RECORDS TO PROCESS:
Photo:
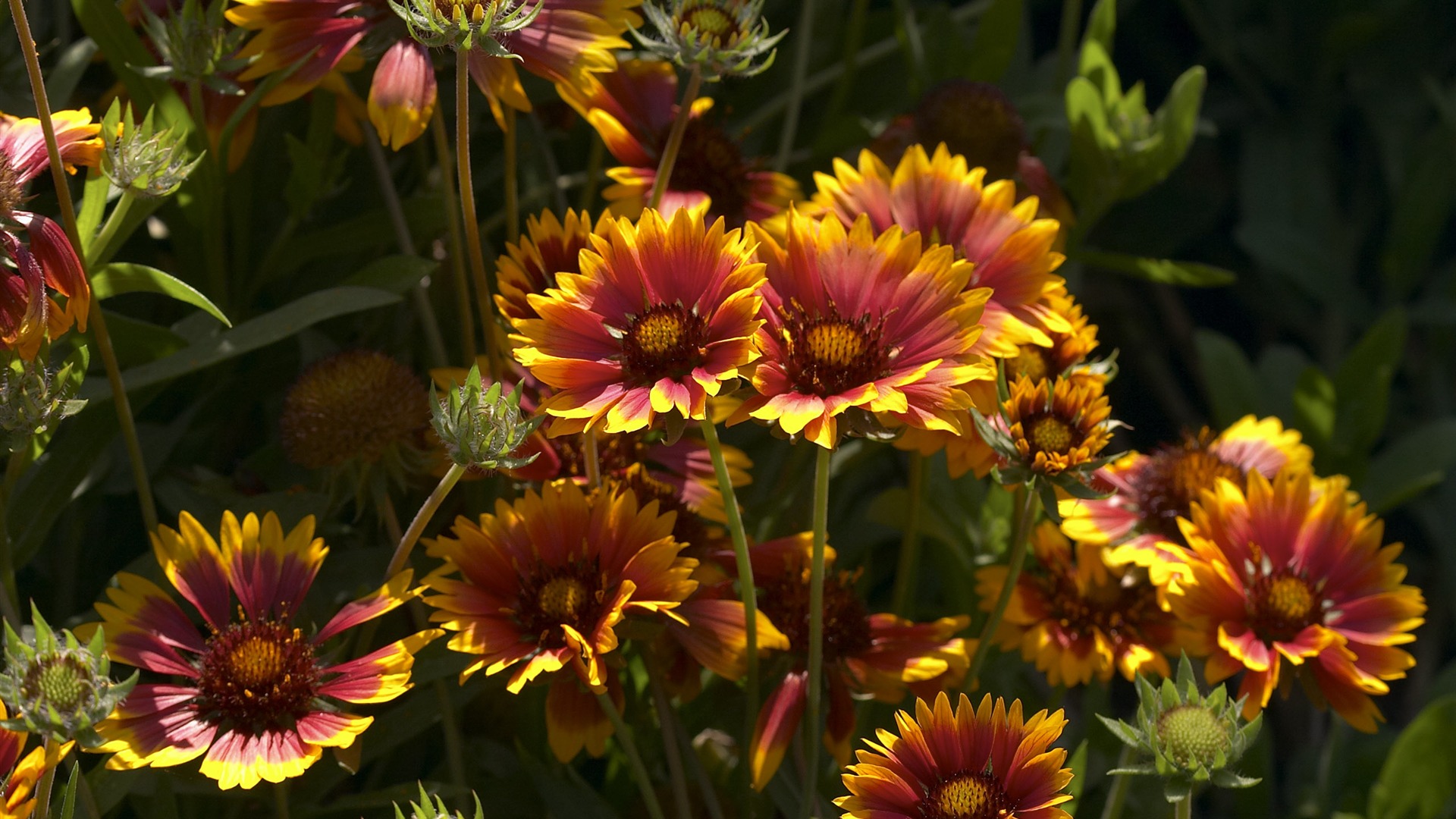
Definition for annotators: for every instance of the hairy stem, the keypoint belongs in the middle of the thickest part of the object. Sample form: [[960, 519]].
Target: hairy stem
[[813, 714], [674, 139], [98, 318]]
==
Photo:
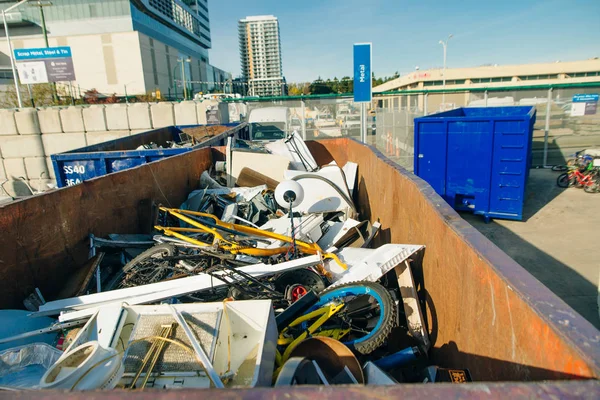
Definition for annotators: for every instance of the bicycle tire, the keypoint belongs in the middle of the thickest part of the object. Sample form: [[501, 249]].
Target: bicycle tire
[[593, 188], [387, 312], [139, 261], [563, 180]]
* * *
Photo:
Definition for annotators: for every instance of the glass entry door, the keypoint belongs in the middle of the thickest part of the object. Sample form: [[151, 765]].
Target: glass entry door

WHAT TO DO:
Count how many lines in the material above contain the string "bicycle", with case counting, and reply with only that number.

EXPECTED ANSWER:
2